▶ Your objective: Starting at the first entry below, repeat all the data word for word and drop the pictures.
####
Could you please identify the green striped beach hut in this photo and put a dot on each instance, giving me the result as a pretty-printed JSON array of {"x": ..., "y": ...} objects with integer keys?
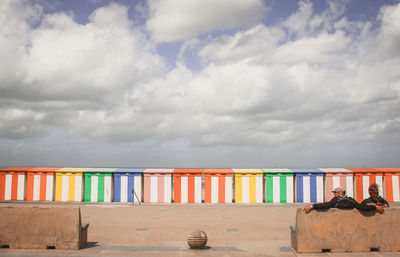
[
  {"x": 98, "y": 184},
  {"x": 279, "y": 185}
]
####
▶ The answer:
Could you please identify the green striped beach hut in this photo and put a dot on each instance, giving me the result as a pretty-printed JSON array of {"x": ..., "y": ...} objects with integer keys?
[
  {"x": 98, "y": 184},
  {"x": 279, "y": 185}
]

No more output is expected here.